Give the stretch of the records from the line containing "of the belt" through the line containing "of the brown" as a JSON list of strings, one string per line, with blank lines left out.

#### Information given

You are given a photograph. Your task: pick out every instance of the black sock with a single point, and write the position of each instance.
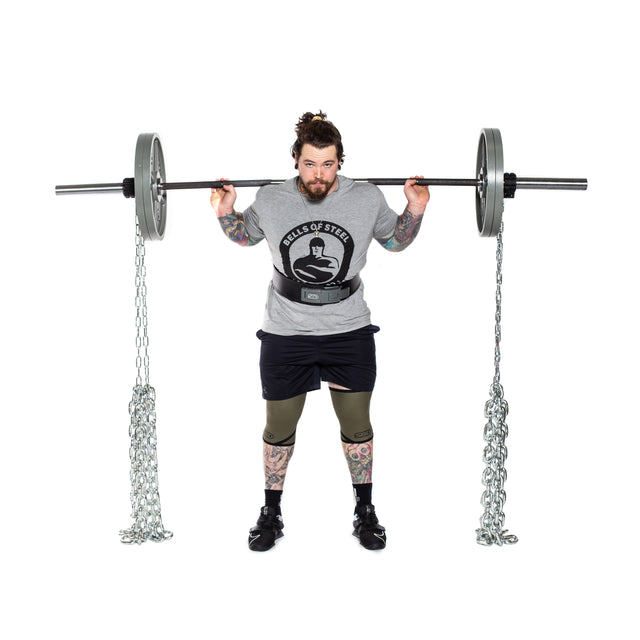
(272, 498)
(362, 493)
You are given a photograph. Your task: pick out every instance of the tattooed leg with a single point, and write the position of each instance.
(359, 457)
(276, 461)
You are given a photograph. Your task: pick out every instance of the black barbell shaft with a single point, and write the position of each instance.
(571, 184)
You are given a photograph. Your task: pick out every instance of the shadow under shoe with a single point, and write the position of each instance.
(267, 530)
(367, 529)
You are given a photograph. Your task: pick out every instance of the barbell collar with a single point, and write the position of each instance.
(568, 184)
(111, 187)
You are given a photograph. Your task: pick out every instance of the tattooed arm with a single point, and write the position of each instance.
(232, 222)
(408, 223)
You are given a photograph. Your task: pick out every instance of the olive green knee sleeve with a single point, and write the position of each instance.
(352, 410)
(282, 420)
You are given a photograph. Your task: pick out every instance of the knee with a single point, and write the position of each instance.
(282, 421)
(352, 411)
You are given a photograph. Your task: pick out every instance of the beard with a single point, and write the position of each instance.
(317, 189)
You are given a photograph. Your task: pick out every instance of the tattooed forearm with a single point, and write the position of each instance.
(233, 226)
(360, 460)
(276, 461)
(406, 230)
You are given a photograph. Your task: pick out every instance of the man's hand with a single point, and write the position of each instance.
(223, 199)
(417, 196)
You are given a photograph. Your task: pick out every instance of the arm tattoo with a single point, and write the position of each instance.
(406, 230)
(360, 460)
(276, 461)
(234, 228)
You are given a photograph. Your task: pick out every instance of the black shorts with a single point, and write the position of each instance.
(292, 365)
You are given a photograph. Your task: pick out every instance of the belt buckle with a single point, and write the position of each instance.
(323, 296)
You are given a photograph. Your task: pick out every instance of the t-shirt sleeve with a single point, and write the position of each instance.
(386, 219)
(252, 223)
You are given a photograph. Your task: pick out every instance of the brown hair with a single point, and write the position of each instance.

########
#### Information given

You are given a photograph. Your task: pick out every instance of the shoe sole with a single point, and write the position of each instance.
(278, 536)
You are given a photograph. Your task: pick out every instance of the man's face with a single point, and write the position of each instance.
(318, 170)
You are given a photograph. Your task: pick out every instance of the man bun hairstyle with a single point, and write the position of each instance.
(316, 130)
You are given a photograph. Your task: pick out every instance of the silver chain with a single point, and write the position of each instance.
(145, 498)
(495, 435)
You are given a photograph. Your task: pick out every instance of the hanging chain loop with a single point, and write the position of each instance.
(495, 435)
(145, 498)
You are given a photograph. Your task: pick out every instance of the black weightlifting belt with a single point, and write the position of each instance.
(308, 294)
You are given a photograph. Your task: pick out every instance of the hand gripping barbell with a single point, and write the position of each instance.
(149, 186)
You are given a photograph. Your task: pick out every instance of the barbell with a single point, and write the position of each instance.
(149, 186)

########
#### Information given

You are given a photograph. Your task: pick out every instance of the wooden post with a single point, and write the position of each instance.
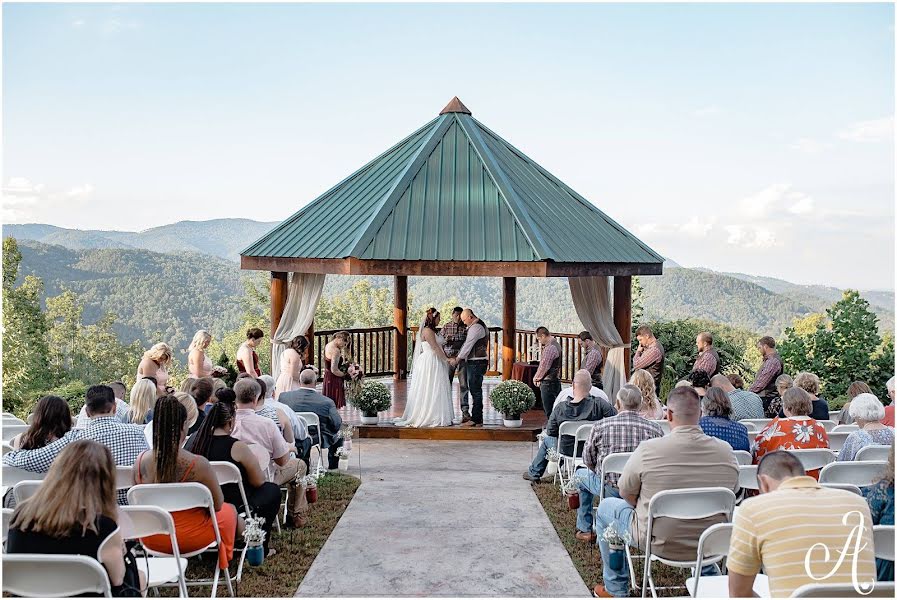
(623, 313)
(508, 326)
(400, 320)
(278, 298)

########

Complete answer:
[
  "You are given a photograph. Your task: pick out every instance of the belt buckle with a single point, and write the position of each instance.",
  "(323, 296)",
  "You are given a photograph. Your task: pick out every instance of the t-shirt sleeve with a single point, and write the position of each instance.",
  "(386, 219)",
  "(252, 223)",
  "You are given a photograph. Your task: pick out every instance of the brown hair with a single point, and write the position of each instance."
]